Selected text
CANTREL, Special Trial Judge: On August 31, 1989, this Court issued its opinion in this case, Hagen v. Commissioner [Dec. 45,992(M)], T.C. Memo. 1989-473. On May 22, 1990, petitioner filed a Notice of Appeal to the United States Court of Appeals for the Tenth Circuit (the Court of Appeals). 2 On December 26, 1991, the Court of Appeals filed an Order and Judgment wherein this case was affirmed in part, reversed in part, and remanded for further proceedings without published opinion 951 F.2d. 1258. 3 We have before us now for recalculation four of the original 56 issues.
2 Petitioner Ed Hagen filed a pro se Notice of Appeal from the Tax Court's decision purportedly on behalf of himself, his spouse, Martha Jo Hagen, and Hagen Investments, Inc. The Court of Appeals permitted the appeal to be maintained by both individual petitioners pro se, but dismissed the appeal as to the corporation because it can appear only through counsel. DeVilliers v. Atlas Corp., 360 F.2d 292, 294 (10th Cir. 1966). The decision in the corporate case has been final for 2 years.
3 While the text of the appellate Order and Judgment is available in several databases, the Court of Appeals has stated: "This order and judgment has no precedential value and shall not be cited, or used by any court within the Tenth Circuit, except for purposes of establishing the doctrines of the law of the case, res judicata or collateral estoppel." Hagen v. Commissioner, 92-1 USTC par 50,030 n.4 (10th Cir. 1991).
We will set forth herein only those facts that are pertinent to the issues we must decide. Ed J. Hagen (hereinafter sometimes referred to as petitioner) was engaged in the business of being a registered securities broker-dealer. Petitioner operated as a sole proprietor under the name of Hagen Investments during the tax years 1964-66. He incorporated the business as Hagen Investments, Inc., in 1967.

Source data
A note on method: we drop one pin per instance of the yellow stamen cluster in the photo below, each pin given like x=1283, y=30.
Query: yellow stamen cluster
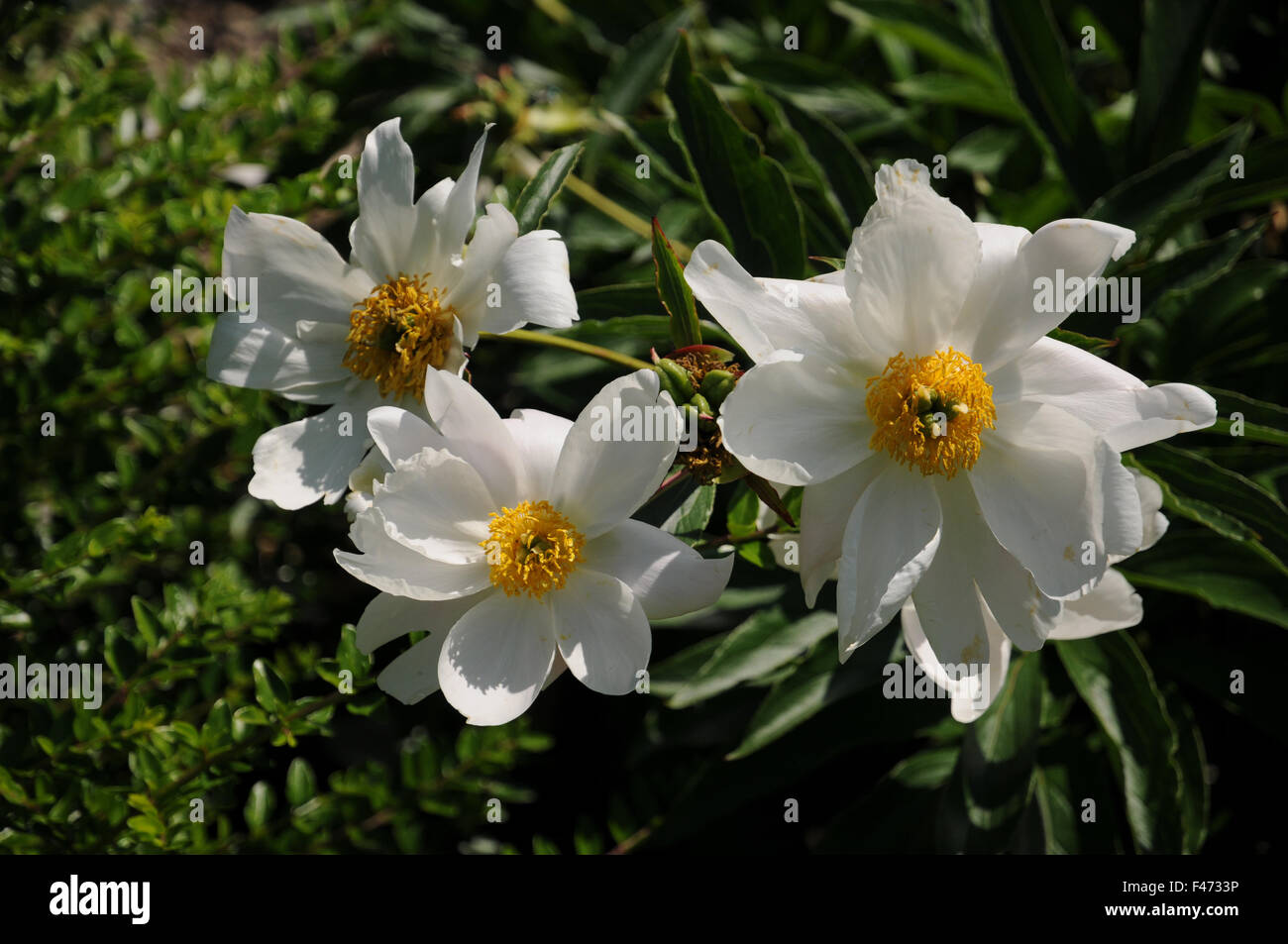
x=531, y=549
x=930, y=411
x=397, y=333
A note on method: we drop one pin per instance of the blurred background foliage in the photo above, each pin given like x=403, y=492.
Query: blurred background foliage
x=222, y=675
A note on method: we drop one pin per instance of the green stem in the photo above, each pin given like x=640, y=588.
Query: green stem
x=526, y=336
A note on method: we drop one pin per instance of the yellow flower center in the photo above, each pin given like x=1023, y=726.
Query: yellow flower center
x=397, y=333
x=930, y=411
x=531, y=549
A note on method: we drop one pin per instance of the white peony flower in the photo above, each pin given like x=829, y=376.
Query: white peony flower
x=510, y=543
x=361, y=334
x=1111, y=604
x=952, y=454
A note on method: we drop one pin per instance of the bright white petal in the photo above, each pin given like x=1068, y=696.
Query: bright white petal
x=381, y=236
x=263, y=359
x=400, y=434
x=1038, y=481
x=462, y=204
x=1112, y=604
x=493, y=235
x=390, y=617
x=664, y=574
x=974, y=689
x=437, y=504
x=310, y=459
x=473, y=430
x=540, y=438
x=1078, y=249
x=911, y=262
x=497, y=657
x=532, y=286
x=765, y=314
x=890, y=540
x=603, y=633
x=599, y=480
x=386, y=565
x=797, y=420
x=297, y=274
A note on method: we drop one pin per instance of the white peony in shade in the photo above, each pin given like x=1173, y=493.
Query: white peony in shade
x=951, y=452
x=510, y=543
x=361, y=334
x=1111, y=604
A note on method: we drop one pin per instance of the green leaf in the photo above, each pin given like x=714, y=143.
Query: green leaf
x=928, y=30
x=1224, y=574
x=1038, y=62
x=147, y=620
x=674, y=291
x=617, y=300
x=898, y=814
x=692, y=517
x=996, y=765
x=540, y=192
x=1167, y=81
x=1119, y=686
x=747, y=193
x=301, y=785
x=259, y=806
x=756, y=647
x=1194, y=786
x=270, y=689
x=1056, y=809
x=1223, y=500
x=11, y=789
x=1150, y=198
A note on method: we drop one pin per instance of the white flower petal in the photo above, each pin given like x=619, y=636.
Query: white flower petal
x=438, y=505
x=890, y=541
x=911, y=262
x=759, y=314
x=1108, y=398
x=1038, y=481
x=540, y=438
x=390, y=617
x=948, y=604
x=664, y=574
x=600, y=481
x=1080, y=249
x=603, y=633
x=825, y=509
x=263, y=359
x=297, y=273
x=473, y=430
x=1163, y=411
x=532, y=286
x=389, y=566
x=797, y=420
x=307, y=460
x=1112, y=604
x=497, y=657
x=999, y=246
x=381, y=236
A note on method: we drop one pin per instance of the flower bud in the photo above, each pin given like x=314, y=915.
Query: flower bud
x=675, y=380
x=716, y=385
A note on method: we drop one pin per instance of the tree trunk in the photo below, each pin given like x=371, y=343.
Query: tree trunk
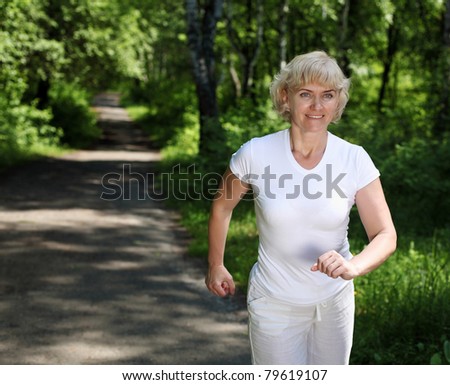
x=391, y=50
x=248, y=53
x=284, y=11
x=443, y=116
x=201, y=24
x=344, y=43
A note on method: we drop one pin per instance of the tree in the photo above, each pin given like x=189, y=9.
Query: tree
x=201, y=31
x=248, y=43
x=443, y=116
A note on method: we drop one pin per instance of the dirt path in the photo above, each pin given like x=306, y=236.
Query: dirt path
x=85, y=280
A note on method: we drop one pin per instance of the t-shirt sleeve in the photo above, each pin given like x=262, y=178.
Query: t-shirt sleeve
x=366, y=169
x=240, y=162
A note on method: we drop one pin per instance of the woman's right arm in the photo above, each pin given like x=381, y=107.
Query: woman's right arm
x=231, y=190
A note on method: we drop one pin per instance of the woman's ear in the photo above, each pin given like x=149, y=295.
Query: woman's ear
x=285, y=98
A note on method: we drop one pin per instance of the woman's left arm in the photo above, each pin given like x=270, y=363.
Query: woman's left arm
x=376, y=218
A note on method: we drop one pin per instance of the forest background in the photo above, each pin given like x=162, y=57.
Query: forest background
x=195, y=76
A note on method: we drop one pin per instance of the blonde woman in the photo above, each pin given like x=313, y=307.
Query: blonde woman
x=305, y=181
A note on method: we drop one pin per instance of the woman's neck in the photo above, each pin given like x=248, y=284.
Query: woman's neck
x=308, y=145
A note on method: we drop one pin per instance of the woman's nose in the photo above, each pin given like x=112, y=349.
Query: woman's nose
x=316, y=103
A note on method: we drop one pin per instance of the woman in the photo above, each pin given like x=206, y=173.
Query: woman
x=305, y=181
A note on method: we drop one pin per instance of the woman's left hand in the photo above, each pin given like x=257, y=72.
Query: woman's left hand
x=335, y=265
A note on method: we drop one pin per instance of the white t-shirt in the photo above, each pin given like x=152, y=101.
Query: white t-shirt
x=300, y=213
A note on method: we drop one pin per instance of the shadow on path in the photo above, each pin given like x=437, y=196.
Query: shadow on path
x=84, y=280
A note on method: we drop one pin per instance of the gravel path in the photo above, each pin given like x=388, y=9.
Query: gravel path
x=85, y=280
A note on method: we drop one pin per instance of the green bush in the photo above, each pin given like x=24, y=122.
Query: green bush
x=71, y=109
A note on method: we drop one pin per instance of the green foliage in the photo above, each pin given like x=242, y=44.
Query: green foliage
x=403, y=308
x=72, y=113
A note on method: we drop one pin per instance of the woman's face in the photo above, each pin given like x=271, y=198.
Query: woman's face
x=312, y=107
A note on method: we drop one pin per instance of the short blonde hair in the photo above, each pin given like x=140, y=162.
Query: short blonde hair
x=313, y=67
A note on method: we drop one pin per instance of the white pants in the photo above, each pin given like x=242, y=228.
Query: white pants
x=285, y=334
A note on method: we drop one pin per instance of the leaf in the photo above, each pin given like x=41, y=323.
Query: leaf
x=447, y=350
x=436, y=359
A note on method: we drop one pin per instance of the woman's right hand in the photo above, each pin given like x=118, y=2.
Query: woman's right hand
x=219, y=281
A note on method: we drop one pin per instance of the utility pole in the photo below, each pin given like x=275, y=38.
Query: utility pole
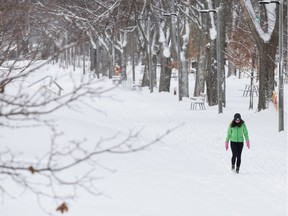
x=219, y=74
x=280, y=66
x=252, y=77
x=150, y=55
x=281, y=86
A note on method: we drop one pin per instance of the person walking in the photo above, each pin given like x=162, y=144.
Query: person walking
x=236, y=133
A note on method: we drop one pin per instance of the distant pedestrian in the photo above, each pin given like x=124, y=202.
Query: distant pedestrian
x=236, y=133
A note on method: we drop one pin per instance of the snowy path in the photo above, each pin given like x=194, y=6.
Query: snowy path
x=188, y=172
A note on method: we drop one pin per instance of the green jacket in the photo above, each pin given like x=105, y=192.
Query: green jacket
x=237, y=134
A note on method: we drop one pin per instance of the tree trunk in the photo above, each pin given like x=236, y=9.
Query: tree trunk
x=165, y=76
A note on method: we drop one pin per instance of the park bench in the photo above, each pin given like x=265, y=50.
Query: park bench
x=198, y=101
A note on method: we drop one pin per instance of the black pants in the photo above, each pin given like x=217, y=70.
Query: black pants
x=236, y=148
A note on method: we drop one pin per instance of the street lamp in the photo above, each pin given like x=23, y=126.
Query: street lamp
x=149, y=51
x=180, y=92
x=280, y=66
x=219, y=74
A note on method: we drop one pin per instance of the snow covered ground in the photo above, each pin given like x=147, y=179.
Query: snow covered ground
x=187, y=173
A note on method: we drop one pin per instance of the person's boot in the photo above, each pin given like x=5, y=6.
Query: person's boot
x=237, y=170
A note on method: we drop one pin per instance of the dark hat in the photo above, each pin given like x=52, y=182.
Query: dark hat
x=237, y=116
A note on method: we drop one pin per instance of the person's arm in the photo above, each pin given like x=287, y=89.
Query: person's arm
x=228, y=134
x=245, y=133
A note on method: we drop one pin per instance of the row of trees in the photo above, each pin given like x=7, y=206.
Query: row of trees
x=172, y=33
x=149, y=31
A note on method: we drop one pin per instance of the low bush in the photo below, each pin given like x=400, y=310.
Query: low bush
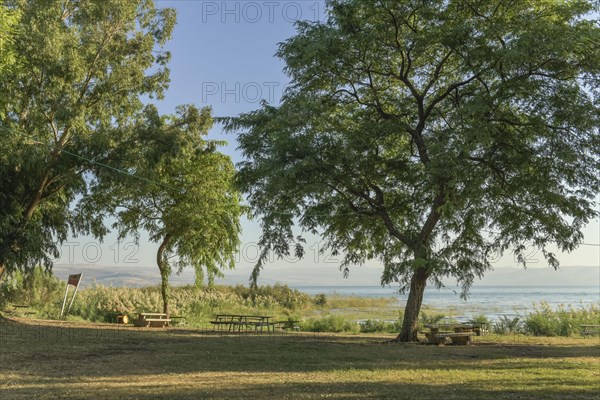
x=377, y=326
x=37, y=288
x=563, y=321
x=506, y=325
x=330, y=323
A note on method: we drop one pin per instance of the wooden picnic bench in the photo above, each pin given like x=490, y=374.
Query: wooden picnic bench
x=155, y=320
x=457, y=333
x=21, y=309
x=235, y=322
x=588, y=330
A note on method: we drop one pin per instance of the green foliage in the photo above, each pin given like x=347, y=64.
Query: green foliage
x=320, y=299
x=8, y=22
x=330, y=323
x=36, y=288
x=198, y=305
x=564, y=321
x=184, y=196
x=425, y=319
x=506, y=325
x=430, y=142
x=70, y=108
x=378, y=326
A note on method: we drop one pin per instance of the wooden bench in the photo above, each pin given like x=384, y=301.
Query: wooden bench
x=242, y=322
x=154, y=320
x=21, y=309
x=588, y=330
x=458, y=334
x=462, y=338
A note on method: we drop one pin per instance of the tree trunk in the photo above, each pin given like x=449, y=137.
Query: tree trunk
x=410, y=324
x=165, y=271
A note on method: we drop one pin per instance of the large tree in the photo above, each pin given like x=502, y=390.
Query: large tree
x=84, y=67
x=8, y=21
x=179, y=189
x=430, y=135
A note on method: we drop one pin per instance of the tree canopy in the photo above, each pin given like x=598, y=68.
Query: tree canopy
x=430, y=135
x=83, y=68
x=180, y=190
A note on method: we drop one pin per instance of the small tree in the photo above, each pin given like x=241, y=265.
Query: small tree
x=430, y=135
x=180, y=191
x=83, y=67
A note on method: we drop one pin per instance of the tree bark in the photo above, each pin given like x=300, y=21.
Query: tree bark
x=164, y=269
x=410, y=324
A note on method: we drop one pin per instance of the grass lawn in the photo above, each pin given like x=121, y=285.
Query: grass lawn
x=49, y=359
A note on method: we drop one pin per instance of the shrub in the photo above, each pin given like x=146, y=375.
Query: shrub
x=544, y=321
x=331, y=323
x=37, y=288
x=507, y=325
x=320, y=300
x=376, y=326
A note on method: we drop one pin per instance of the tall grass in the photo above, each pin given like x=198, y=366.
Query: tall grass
x=38, y=289
x=564, y=321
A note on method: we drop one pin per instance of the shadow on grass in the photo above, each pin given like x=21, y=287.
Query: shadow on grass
x=72, y=361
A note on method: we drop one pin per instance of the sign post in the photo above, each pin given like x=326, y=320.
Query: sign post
x=72, y=281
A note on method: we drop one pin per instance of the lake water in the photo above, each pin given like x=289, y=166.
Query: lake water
x=491, y=301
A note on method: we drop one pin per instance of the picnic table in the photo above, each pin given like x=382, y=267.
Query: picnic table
x=457, y=333
x=233, y=322
x=155, y=320
x=587, y=330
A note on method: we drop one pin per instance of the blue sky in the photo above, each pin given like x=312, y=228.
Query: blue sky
x=223, y=57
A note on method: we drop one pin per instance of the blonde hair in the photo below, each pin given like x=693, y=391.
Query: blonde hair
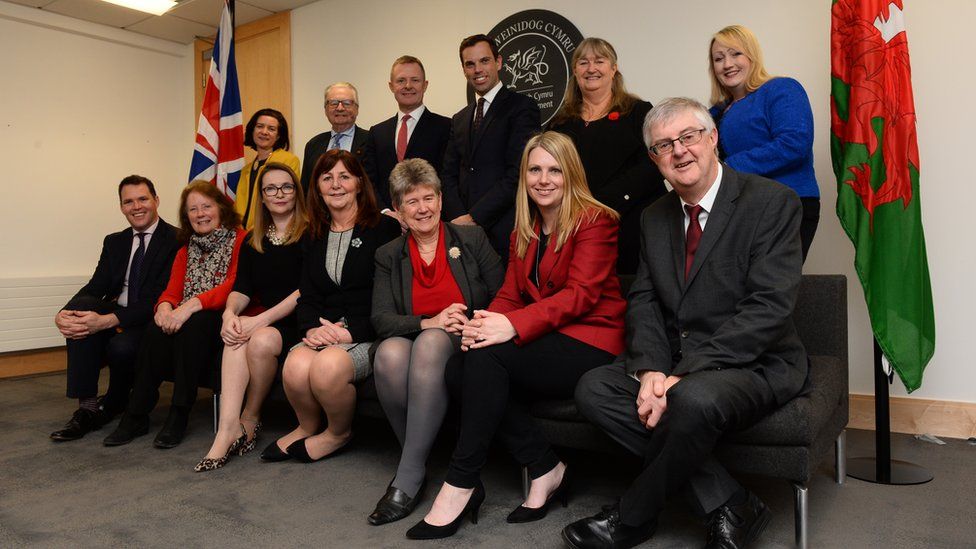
x=262, y=218
x=743, y=40
x=578, y=204
x=621, y=100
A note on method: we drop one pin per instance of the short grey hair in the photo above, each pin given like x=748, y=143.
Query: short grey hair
x=671, y=107
x=410, y=174
x=355, y=92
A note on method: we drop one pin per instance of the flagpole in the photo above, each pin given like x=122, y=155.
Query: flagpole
x=881, y=469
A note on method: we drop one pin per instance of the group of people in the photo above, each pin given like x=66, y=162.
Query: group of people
x=477, y=259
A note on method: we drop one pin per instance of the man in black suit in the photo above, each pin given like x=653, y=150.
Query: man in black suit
x=103, y=323
x=341, y=108
x=414, y=132
x=481, y=164
x=711, y=346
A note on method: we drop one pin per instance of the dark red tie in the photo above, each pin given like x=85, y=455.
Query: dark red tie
x=402, y=139
x=693, y=237
x=479, y=113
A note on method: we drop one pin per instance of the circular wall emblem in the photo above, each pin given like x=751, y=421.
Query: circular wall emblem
x=536, y=47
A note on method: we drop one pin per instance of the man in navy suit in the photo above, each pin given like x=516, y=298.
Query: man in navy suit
x=103, y=323
x=413, y=132
x=481, y=164
x=711, y=345
x=341, y=108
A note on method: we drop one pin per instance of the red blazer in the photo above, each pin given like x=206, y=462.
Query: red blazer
x=579, y=293
x=213, y=299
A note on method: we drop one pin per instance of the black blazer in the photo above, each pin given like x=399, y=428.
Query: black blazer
x=352, y=300
x=318, y=145
x=109, y=276
x=428, y=141
x=478, y=271
x=481, y=169
x=735, y=310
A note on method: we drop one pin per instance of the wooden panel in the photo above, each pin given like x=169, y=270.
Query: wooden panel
x=263, y=53
x=32, y=362
x=917, y=416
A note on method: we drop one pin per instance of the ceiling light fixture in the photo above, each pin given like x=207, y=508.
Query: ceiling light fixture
x=155, y=7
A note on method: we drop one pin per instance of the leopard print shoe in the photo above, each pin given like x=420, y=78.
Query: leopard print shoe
x=248, y=445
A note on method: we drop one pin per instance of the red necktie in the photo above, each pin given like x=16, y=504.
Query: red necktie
x=479, y=114
x=402, y=139
x=693, y=237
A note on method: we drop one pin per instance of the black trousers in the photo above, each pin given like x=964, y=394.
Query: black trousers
x=185, y=354
x=678, y=452
x=497, y=384
x=111, y=348
x=809, y=222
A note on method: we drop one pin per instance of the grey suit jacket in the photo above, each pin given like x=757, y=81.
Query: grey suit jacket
x=735, y=309
x=478, y=272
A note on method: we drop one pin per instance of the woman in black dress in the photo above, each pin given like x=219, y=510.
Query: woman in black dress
x=605, y=123
x=254, y=337
x=321, y=372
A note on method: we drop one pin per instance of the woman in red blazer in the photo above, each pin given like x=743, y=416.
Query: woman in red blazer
x=558, y=314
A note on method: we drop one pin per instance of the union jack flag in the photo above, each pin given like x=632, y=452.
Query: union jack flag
x=218, y=155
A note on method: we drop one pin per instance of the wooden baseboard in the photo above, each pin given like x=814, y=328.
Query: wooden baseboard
x=25, y=363
x=918, y=416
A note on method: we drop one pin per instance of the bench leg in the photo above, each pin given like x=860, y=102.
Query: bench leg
x=840, y=457
x=800, y=513
x=216, y=410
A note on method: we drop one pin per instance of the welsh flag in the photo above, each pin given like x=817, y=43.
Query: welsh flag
x=875, y=157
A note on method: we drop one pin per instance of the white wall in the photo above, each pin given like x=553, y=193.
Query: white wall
x=663, y=48
x=82, y=106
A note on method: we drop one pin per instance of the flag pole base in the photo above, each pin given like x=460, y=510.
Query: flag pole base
x=899, y=473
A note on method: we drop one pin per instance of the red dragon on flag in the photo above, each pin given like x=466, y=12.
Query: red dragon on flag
x=876, y=161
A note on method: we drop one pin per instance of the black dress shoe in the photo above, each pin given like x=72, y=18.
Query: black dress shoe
x=273, y=453
x=736, y=526
x=423, y=530
x=529, y=514
x=130, y=427
x=394, y=505
x=604, y=530
x=82, y=422
x=171, y=435
x=299, y=451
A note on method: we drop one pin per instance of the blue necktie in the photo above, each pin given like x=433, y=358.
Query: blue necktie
x=135, y=269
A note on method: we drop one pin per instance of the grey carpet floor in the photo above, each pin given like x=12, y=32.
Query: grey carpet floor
x=82, y=494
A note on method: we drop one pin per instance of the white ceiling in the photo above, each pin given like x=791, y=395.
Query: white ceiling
x=190, y=19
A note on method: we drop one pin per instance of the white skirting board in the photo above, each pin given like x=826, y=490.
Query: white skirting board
x=27, y=309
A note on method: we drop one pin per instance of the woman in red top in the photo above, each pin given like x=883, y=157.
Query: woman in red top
x=426, y=282
x=185, y=336
x=558, y=315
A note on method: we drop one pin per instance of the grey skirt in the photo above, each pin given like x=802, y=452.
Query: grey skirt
x=359, y=352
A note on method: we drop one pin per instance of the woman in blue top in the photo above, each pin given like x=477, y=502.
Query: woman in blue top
x=765, y=124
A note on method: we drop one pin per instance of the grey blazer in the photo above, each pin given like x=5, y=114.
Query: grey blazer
x=478, y=272
x=735, y=310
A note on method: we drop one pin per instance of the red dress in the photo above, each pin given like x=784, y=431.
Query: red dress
x=434, y=287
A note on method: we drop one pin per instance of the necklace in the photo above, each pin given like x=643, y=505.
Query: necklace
x=273, y=237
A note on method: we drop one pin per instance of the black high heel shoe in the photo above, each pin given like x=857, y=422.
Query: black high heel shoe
x=528, y=514
x=423, y=530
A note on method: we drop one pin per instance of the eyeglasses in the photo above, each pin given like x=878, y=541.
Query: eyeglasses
x=687, y=139
x=272, y=190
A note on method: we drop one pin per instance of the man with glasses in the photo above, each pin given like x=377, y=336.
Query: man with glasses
x=711, y=347
x=413, y=132
x=103, y=323
x=341, y=108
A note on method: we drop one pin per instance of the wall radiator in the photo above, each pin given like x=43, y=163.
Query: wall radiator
x=27, y=309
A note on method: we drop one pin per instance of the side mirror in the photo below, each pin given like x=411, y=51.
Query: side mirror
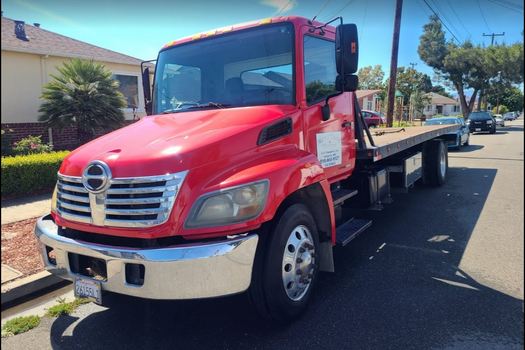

Stated exercise
Transcribe the passage of the court opinion starting at "2 Petitioner Ed" and ending at "for 2 years.". Nothing in the source data matters here.

Answer to the problem
2 Petitioner Ed Hagen filed a pro se Notice of Appeal from the Tax Court's decision purportedly on behalf of himself, his spouse, Martha Jo Hagen, and Hagen Investments, Inc. The Court of Appeals permitted the appeal to be maintained by both individual petitioners pro se, but dismissed the appeal as to the corporation because it can appear only through counsel. DeVilliers v. Atlas Corp., 360 F.2d 292, 294 (10th Cir. 1966). The decision in the corporate case has been final for 2 years.